■ **Short task**
Starting with the line that contains "white window shutter." and including it, lay out everything from there down to the end of the data below as a numbered list, leaving out blank lines.

■ **Data provided**
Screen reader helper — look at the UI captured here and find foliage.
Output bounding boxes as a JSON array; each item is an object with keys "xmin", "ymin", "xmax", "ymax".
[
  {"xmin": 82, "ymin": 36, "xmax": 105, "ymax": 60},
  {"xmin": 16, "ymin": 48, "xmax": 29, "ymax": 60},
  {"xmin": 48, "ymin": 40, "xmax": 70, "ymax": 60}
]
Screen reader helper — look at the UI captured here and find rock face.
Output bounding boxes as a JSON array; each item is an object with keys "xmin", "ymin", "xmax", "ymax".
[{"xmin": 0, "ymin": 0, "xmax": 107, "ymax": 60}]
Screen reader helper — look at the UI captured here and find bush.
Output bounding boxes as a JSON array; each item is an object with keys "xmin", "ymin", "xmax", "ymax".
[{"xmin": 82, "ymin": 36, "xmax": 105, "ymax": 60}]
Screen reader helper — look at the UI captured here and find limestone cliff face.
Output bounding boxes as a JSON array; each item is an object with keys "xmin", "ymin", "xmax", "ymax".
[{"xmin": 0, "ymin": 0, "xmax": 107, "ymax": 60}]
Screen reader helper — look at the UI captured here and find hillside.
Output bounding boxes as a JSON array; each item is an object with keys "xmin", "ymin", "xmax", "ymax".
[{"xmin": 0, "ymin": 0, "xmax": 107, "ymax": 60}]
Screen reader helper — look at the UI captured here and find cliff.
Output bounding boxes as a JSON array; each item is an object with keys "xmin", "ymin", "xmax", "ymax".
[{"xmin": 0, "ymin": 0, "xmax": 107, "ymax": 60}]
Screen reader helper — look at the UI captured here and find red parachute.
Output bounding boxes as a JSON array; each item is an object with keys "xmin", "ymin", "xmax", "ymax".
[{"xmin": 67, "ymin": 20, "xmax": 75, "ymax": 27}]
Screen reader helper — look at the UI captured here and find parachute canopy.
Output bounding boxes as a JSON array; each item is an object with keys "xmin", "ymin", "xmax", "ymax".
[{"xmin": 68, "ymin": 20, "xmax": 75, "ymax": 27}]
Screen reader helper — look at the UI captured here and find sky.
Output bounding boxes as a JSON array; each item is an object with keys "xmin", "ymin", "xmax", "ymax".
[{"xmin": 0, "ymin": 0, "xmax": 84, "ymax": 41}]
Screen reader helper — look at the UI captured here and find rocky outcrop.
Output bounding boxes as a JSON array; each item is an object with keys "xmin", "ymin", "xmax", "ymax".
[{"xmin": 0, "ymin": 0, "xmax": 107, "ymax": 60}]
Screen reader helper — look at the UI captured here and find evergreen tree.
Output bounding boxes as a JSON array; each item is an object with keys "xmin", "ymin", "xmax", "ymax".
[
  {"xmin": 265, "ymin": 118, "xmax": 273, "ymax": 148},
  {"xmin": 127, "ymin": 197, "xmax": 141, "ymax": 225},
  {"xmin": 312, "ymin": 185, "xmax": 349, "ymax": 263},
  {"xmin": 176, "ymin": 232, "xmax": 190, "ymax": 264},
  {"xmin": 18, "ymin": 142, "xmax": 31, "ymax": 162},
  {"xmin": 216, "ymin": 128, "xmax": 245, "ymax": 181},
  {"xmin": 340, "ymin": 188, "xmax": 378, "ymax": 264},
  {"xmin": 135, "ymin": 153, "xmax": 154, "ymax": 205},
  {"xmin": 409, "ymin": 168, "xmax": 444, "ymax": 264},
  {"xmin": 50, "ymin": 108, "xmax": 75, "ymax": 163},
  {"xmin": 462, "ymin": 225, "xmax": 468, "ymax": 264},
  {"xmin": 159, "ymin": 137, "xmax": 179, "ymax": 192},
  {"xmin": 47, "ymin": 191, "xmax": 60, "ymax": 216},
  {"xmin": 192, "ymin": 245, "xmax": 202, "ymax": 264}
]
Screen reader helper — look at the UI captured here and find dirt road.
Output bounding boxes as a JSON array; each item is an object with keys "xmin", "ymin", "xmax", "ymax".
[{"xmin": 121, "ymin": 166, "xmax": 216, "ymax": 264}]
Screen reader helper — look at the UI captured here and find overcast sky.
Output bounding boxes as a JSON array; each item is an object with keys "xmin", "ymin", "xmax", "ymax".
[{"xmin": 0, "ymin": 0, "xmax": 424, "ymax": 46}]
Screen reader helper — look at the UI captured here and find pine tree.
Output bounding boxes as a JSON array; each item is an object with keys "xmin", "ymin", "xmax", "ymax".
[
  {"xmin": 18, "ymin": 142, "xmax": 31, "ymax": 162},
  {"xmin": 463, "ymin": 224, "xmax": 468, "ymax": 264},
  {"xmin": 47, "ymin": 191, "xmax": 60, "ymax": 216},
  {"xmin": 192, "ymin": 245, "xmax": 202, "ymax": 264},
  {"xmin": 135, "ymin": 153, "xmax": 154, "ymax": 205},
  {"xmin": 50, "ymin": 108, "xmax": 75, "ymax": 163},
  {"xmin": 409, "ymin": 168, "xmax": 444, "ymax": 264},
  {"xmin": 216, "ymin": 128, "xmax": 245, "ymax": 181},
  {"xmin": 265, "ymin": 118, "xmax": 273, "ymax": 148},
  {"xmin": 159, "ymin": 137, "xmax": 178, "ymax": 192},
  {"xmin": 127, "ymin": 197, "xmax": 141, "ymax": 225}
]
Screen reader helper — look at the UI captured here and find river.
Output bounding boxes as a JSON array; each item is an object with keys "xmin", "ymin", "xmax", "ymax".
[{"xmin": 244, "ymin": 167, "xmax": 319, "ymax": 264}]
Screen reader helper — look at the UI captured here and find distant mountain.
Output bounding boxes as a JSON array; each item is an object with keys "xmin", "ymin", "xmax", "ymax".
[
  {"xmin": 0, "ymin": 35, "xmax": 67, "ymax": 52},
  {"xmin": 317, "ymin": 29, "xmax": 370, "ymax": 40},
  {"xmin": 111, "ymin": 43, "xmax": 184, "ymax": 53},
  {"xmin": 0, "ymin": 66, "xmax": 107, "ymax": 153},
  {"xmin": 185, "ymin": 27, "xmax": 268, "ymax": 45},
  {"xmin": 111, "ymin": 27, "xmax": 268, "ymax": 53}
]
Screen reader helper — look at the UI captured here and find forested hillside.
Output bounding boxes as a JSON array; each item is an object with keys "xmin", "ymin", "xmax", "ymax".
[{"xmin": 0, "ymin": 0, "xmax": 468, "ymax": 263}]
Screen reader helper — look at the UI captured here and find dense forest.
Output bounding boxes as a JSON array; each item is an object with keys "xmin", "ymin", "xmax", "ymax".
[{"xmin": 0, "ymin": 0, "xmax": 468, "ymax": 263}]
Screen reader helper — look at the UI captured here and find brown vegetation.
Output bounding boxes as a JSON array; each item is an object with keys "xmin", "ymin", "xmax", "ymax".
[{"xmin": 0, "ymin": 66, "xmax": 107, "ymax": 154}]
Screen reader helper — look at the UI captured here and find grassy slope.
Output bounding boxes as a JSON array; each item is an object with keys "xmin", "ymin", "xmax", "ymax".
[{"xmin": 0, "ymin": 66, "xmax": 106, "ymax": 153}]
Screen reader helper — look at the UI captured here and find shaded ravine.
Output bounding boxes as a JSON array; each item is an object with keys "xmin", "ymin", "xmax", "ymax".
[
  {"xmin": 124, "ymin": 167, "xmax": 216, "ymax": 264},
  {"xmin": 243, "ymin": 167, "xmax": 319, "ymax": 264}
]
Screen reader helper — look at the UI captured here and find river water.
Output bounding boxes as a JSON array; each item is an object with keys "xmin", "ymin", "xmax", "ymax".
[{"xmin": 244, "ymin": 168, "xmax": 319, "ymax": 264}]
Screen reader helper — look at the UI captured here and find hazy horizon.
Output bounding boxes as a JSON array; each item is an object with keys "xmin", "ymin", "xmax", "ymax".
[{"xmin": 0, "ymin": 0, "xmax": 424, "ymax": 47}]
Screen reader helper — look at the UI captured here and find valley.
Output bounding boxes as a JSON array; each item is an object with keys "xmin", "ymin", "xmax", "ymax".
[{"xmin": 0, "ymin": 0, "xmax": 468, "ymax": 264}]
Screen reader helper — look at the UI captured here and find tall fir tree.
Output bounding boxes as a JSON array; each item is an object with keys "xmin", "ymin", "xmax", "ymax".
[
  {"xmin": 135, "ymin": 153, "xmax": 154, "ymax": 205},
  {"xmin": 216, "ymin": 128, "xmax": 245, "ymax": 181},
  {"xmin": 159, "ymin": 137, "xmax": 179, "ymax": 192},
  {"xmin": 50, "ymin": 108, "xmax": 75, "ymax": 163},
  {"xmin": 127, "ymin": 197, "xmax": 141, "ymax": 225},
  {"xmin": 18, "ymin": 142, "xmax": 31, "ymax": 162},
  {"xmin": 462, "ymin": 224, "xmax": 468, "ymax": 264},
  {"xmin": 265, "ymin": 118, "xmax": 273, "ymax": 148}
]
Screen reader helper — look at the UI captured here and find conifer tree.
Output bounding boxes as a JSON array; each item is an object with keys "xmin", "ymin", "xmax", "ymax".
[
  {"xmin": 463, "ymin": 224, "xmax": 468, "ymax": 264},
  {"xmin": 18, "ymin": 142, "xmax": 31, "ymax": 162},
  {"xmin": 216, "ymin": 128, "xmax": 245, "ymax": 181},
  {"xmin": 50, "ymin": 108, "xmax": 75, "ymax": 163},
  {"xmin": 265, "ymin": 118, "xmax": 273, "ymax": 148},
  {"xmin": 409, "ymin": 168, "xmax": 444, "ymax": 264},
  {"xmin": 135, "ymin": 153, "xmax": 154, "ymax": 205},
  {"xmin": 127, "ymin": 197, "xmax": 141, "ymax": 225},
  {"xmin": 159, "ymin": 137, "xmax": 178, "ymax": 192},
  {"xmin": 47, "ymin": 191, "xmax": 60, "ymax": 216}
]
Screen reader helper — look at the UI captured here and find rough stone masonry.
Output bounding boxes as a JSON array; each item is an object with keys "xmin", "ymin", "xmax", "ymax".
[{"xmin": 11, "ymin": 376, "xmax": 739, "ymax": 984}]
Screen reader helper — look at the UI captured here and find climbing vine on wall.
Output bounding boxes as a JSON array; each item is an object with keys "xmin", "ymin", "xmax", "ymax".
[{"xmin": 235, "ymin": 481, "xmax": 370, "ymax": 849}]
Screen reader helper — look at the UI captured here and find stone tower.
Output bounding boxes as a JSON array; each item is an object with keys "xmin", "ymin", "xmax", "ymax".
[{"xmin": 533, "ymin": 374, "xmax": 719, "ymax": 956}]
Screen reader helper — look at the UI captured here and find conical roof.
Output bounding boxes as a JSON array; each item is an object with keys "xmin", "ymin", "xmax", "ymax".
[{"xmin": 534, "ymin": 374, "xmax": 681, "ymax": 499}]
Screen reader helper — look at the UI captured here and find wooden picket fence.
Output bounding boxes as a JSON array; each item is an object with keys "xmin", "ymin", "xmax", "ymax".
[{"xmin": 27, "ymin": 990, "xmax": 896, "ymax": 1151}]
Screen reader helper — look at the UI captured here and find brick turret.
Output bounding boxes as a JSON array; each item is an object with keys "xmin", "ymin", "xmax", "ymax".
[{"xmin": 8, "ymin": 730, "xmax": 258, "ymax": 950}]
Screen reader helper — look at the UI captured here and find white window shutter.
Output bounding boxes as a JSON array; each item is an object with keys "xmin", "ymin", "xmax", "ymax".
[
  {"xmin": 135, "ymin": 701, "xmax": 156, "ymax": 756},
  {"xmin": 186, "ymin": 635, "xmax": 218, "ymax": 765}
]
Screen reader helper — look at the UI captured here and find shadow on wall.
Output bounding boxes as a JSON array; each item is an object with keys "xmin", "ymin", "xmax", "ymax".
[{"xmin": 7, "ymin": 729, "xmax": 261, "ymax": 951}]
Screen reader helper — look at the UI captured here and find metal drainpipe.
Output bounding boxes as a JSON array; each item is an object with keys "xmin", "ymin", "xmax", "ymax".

■ **Answer to the task**
1. Screen reader helper — look at the UI captured here and find white window shutter.
2. Output bounding boxes as a JSON array; each item is an object with keys "xmin", "ymin", "xmax", "ymax".
3. [
4.   {"xmin": 135, "ymin": 701, "xmax": 156, "ymax": 756},
5.   {"xmin": 186, "ymin": 635, "xmax": 218, "ymax": 765}
6. ]
7. Screen reader helper — look at the UI captured here and find shadow on wall.
8. Output bounding boxes as a JSON array; each item is an object with keys "xmin", "ymin", "xmax", "ymax".
9. [{"xmin": 7, "ymin": 729, "xmax": 261, "ymax": 951}]
10. Screen reader helper — look at the UI captured here and find metal drainpipe.
11. Output bounding boxes as a JSON array; each item is an object with keys "xmin", "ymin", "xmax", "ymax".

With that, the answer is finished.